>> start Material for this task
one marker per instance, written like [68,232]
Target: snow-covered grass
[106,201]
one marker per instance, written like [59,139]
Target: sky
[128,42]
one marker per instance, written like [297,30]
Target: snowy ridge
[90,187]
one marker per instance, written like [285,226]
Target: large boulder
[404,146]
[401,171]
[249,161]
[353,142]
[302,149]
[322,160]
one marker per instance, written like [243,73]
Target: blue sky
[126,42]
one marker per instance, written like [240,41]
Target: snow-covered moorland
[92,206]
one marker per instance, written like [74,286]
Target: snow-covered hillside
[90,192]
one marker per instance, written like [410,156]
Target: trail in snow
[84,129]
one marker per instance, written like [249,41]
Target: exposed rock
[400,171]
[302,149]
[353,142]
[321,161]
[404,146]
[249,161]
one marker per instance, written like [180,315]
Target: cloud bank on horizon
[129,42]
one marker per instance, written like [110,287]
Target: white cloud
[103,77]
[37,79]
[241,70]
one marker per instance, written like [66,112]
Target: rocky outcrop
>> end Material for this task
>> start Material for this task
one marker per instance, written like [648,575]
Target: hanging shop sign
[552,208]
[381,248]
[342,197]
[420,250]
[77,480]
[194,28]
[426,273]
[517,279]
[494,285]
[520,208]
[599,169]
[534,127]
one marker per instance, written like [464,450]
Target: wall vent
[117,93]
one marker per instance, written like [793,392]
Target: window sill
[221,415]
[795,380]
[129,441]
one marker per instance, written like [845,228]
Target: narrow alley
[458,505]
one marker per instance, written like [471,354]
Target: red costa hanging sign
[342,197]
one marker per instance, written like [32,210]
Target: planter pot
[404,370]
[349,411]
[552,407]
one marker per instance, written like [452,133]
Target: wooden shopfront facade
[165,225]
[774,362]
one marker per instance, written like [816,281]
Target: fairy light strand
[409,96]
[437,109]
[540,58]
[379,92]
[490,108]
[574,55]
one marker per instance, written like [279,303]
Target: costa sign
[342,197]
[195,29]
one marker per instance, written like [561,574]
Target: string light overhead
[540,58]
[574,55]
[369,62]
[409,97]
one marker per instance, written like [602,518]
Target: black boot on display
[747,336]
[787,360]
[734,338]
>> end Material for this task
#### Set exercise
Edit the material from the line that has "one marker per instance, written like [297,30]" through the line that has "Target: rocky outcrop" by replacing "snow-covered" with "snowbound" and leaving everything else unchanged. Return only those lines.

#### Solution for this task
one marker per instance, written like [297,30]
Target: snowy ridge
[90,187]
one marker per instance, written like [285,226]
Target: large boulder
[404,146]
[401,171]
[249,161]
[353,142]
[302,149]
[322,160]
one marker per instance, written like [243,73]
Target: blue sky
[126,42]
one marker per instance, written like [240,41]
Target: snowbound moorland
[92,206]
one marker per instance, written like [74,286]
Target: snowbound hillside
[90,192]
one marker per instance, written like [410,156]
Target: trail in snow
[84,129]
one marker per instance, written like [249,41]
Target: exposed rock
[400,171]
[302,149]
[353,142]
[321,161]
[404,146]
[249,161]
one marker per instance, written like [180,315]
Target: cloud bank on horizon
[129,42]
one marker per instance, written like [110,287]
Target: white cloud
[103,77]
[37,79]
[241,70]
one marker per instance, written like [66,112]
Target: rocky outcrop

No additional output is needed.